__Task requirements__:
If a line in the records contains the string "written", show that line.
***** Provided records
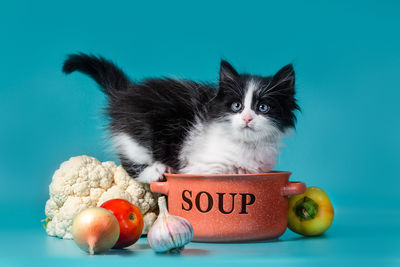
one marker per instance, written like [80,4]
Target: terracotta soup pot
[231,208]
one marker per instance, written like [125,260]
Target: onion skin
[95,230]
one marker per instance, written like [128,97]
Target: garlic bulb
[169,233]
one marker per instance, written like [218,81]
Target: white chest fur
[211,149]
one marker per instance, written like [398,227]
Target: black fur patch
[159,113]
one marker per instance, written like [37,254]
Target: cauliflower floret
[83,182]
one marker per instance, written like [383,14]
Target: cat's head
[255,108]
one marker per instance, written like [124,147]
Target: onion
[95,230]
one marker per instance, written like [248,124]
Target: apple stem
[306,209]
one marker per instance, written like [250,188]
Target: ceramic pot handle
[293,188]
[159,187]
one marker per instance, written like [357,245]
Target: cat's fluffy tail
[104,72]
**********
***** Provided records
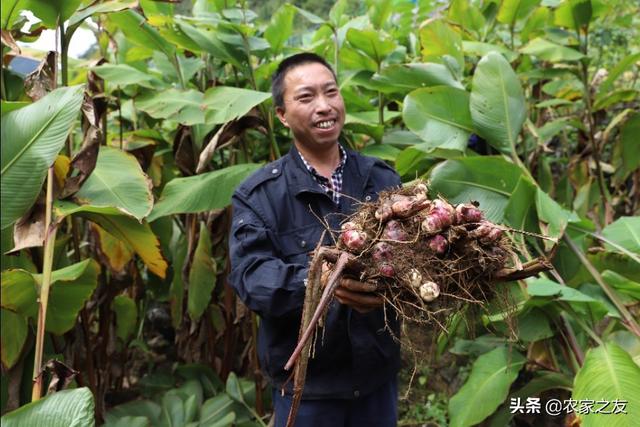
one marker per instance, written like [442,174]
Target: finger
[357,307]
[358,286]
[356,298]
**********
__Answer space__:
one marker per instance, written like [80,4]
one marker per instance, written like [125,260]
one marker per instance, written like [128,97]
one marker per instance, written like [218,81]
one marker per instance, written like [398,227]
one marker per instance, written like [37,254]
one marker per instance, written like [383,14]
one marker per instance, written like [124,147]
one marker per instance, written like [248,124]
one marker per instance, written like [250,188]
one marker per instance, written like [357,245]
one marker per instance, written like [442,174]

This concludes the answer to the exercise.